[DATASET EXTRACT]:
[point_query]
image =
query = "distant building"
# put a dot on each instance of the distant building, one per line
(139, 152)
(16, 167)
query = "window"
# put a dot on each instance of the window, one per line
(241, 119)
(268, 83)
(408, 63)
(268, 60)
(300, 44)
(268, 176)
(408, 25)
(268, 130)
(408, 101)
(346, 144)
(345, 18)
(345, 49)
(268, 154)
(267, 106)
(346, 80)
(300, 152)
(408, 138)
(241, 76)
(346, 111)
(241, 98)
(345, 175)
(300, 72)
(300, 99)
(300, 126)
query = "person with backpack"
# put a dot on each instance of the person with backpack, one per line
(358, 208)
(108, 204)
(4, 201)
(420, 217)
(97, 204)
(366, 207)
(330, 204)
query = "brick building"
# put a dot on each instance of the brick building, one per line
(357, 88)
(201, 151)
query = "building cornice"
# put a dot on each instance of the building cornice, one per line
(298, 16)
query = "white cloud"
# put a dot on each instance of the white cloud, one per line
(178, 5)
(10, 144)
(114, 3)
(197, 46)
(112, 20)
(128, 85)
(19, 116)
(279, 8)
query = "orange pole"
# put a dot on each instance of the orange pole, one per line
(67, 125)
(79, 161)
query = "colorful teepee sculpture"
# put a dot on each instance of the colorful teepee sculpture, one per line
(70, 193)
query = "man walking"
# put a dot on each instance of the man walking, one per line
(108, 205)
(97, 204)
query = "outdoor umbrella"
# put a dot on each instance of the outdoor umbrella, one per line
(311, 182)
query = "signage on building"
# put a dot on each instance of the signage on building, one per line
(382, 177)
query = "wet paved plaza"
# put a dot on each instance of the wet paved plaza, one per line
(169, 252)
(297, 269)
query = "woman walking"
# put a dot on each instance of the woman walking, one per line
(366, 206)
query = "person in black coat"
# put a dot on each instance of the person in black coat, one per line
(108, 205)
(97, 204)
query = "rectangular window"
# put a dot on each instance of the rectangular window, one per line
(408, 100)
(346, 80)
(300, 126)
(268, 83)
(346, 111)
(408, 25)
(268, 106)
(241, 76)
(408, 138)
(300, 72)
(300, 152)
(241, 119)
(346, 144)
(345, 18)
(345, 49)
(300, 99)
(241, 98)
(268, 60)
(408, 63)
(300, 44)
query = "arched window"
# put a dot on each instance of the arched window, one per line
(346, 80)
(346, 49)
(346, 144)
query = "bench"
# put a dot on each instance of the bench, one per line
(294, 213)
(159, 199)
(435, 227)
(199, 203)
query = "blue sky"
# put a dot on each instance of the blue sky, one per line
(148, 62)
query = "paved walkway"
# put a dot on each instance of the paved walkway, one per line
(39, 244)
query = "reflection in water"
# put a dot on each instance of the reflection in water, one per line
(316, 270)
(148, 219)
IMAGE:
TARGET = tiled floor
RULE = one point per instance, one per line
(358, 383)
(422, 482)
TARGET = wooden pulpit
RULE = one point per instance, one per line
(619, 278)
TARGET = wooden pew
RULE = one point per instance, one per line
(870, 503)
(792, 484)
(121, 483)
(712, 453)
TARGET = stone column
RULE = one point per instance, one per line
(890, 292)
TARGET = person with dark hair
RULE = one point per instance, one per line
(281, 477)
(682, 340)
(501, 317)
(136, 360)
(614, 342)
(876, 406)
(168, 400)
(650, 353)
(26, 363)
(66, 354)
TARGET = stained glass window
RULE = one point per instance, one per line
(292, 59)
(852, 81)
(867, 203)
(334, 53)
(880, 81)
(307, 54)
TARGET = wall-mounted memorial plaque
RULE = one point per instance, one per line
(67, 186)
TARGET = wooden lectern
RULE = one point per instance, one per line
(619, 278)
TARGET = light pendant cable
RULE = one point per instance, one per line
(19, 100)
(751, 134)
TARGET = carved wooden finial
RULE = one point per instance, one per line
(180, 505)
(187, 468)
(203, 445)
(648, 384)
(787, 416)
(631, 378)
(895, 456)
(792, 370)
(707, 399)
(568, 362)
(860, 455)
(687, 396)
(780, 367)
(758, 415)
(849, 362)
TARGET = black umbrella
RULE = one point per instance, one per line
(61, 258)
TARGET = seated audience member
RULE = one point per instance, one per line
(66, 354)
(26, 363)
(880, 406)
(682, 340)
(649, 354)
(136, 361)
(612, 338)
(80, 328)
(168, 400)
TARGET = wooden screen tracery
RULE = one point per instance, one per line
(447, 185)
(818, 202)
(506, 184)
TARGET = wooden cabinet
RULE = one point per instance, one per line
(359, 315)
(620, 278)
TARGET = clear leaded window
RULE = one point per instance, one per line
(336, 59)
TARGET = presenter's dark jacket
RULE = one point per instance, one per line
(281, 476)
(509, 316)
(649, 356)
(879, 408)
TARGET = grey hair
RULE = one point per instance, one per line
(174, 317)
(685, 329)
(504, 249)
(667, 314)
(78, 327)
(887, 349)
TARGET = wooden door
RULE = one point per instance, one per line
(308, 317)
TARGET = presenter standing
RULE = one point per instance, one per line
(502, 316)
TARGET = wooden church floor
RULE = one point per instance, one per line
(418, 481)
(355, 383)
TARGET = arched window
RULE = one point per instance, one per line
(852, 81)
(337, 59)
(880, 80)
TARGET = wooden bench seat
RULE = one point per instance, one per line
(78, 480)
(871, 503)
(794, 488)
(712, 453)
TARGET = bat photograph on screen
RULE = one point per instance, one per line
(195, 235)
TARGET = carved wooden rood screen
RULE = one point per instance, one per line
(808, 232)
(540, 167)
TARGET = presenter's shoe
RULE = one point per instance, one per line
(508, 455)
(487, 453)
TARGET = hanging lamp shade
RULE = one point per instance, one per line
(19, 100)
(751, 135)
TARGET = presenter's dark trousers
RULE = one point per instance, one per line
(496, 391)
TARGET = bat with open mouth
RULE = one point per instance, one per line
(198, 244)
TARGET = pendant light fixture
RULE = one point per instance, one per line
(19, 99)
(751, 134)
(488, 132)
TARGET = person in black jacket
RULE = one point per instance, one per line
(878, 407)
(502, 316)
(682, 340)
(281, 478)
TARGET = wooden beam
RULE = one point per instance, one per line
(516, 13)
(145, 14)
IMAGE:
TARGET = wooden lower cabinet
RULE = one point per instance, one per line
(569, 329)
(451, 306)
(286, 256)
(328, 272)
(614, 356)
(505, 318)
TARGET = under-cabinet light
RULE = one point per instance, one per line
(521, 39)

[PROBLEM]:
Please report all lines in the entries where "dark" appears.

[REPLY TO THE EXERCISE]:
TARGET = person with dark hair
TARGET = presenter's dark jacket
TARGET = presenter's dark trousers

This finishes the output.